RECORDS SUPPLIED =>
:::

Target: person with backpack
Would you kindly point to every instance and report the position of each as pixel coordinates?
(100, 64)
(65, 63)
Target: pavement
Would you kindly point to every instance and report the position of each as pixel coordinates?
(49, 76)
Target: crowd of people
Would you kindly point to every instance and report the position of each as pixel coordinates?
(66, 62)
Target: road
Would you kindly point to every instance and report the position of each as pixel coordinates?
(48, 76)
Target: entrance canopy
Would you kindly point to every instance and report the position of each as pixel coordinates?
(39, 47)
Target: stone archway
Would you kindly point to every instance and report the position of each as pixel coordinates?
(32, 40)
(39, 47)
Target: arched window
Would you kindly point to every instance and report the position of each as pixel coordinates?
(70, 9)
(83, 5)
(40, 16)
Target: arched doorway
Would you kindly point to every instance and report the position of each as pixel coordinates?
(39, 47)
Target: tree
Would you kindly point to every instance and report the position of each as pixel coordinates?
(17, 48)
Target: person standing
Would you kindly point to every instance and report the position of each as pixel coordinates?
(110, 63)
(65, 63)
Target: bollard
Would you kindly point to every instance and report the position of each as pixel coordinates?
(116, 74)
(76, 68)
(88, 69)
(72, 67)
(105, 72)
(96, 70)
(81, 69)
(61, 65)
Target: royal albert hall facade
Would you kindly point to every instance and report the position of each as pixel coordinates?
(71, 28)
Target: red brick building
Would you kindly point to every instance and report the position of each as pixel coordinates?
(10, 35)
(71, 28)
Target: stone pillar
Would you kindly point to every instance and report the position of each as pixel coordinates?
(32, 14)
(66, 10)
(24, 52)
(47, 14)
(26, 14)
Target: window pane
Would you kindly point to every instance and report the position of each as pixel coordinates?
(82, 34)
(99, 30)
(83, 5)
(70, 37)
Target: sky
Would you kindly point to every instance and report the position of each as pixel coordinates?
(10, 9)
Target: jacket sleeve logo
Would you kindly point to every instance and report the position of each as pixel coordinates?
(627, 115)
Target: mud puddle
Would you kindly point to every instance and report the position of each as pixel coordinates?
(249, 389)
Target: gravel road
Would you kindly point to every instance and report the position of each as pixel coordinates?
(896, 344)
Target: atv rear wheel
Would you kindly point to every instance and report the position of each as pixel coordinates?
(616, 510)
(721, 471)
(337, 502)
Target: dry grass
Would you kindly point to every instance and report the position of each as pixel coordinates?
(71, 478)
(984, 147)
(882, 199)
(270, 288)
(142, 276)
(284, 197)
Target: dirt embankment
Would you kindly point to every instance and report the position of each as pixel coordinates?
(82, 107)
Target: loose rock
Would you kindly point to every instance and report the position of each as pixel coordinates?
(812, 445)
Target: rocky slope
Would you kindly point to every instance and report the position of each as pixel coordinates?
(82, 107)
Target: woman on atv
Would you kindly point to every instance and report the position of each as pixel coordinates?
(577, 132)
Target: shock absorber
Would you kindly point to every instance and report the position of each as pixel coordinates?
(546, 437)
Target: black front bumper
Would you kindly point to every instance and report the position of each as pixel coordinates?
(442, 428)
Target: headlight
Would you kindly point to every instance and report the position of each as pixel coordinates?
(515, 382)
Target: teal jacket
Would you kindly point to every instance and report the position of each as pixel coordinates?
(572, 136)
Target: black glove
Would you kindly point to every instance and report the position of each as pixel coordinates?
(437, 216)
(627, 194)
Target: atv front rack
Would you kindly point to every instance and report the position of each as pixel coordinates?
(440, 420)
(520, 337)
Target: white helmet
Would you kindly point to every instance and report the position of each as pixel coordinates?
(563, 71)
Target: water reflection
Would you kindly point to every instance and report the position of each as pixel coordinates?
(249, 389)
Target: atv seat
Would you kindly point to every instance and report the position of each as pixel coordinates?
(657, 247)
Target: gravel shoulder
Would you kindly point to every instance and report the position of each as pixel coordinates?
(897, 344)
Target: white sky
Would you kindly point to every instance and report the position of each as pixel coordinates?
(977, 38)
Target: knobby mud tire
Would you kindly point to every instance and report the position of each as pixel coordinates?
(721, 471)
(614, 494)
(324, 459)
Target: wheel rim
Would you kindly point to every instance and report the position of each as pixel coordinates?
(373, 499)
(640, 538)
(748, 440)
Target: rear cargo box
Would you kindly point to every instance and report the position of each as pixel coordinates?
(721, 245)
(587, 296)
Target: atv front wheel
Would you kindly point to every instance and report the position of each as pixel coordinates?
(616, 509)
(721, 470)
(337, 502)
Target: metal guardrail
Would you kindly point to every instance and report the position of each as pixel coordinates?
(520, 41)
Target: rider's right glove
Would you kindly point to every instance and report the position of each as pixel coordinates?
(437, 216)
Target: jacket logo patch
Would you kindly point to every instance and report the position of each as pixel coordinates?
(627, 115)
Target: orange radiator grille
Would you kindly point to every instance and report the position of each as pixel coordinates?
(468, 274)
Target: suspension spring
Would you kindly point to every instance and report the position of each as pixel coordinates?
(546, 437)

:::

REQUIRED WORK =>
Copy out each line of the data that holds the string "jacket".

ANSWER TO THE PROBLEM =>
Target: jacket sleeve logo
Target: teal jacket
Target: jacket logo patch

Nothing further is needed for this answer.